• _SOURCE EXTRACT_:

-------------------------

The Internship Training Program: Program Overview and Goals

The Doctoral Psychology Internship Program is designed to provide pre-doctoral psychology interns with a training experience focusing on the continued development of the professional skills necessary for successful functioning as an entry-level professional psychologist. Interns participate in a range of diagnostic and clinical activities and can elect a concentration in the areas of autism, neuropsychology, child and adolescent behavioral/ emotional disorders, or consultation and training.

The training program follows a practitioner-scholar model of training.  Through study and supervised practice, interns learn the wide range of clinical services provided in a community center and school settings.  Practice-based experiences are designed to refine and further develop the intern's clinical competency, strengthen the intern's identity as a professional psychologist, and develop the intern's knowledge and judgment regarding ethical practice.  In addition, scholarly activities such as collegial discourse, topic seminars, and applied research occur throughout the program.

-------------------------

• _INFORMATION_:
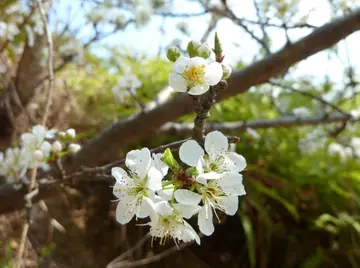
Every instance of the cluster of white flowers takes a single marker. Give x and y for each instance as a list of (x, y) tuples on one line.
[(208, 181), (195, 74), (37, 148)]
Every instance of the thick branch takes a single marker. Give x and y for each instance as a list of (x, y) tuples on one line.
[(104, 147), (287, 121)]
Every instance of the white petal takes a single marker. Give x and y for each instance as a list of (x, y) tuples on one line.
[(189, 234), (199, 89), (139, 161), (197, 61), (216, 143), (230, 204), (187, 197), (205, 222), (117, 190), (235, 162), (177, 82), (167, 193), (163, 208), (213, 73), (122, 178), (231, 183), (125, 211), (143, 211), (148, 205), (187, 211), (208, 176), (46, 148), (154, 179), (160, 165), (190, 152), (39, 131), (180, 64)]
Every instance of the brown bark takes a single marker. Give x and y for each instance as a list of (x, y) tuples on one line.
[(105, 146)]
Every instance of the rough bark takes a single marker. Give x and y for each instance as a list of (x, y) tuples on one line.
[(105, 146)]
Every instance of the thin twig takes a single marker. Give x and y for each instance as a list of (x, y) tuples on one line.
[(32, 186), (50, 62), (130, 251)]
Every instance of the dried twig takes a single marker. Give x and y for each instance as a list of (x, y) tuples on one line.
[(32, 186), (50, 62)]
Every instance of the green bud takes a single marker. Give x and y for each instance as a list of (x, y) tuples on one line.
[(170, 161), (226, 71), (173, 53), (204, 51), (192, 48)]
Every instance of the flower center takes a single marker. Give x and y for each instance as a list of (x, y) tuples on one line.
[(194, 75)]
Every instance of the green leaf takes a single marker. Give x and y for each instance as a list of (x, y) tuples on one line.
[(170, 161), (274, 195), (249, 234)]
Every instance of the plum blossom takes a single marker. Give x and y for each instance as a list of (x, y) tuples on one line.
[(138, 185), (194, 75), (218, 159), (167, 222), (216, 194), (126, 86)]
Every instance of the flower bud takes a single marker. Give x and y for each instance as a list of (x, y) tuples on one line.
[(56, 146), (38, 155), (204, 51), (71, 132), (192, 48), (74, 147), (173, 53), (226, 71)]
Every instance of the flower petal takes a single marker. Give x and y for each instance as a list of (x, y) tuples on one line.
[(205, 220), (167, 193), (216, 143), (125, 211), (231, 183), (187, 211), (189, 234), (163, 208), (121, 177), (190, 152), (208, 176), (235, 162), (197, 61), (177, 82), (199, 89), (213, 73), (187, 197), (230, 204), (160, 165), (180, 64)]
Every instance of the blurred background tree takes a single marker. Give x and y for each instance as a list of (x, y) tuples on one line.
[(296, 116)]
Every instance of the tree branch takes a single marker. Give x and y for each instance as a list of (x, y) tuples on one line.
[(286, 121), (105, 146)]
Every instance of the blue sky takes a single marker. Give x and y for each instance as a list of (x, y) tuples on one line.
[(237, 44)]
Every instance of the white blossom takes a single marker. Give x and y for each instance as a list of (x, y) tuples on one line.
[(138, 185), (218, 159), (194, 75), (167, 222)]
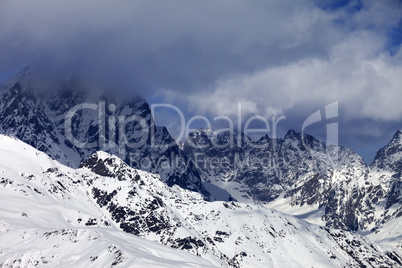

-------------------------

• _DESCRIPTION OF THE TASK_:
Answer these from the internship program overview above:
1. What model of training does the program follow?
2. In which areas can interns elect a concentration?
3. Which scholarly activities take place throughout the program?

• _EXERCISE RESPONSE_:
1. A practitioner-scholar model of training.
2. Autism, neuropsychology, child and adolescent behavioral/emotional disorders, or consultation and training.
3. Collegial discourse, topic seminars, and applied research.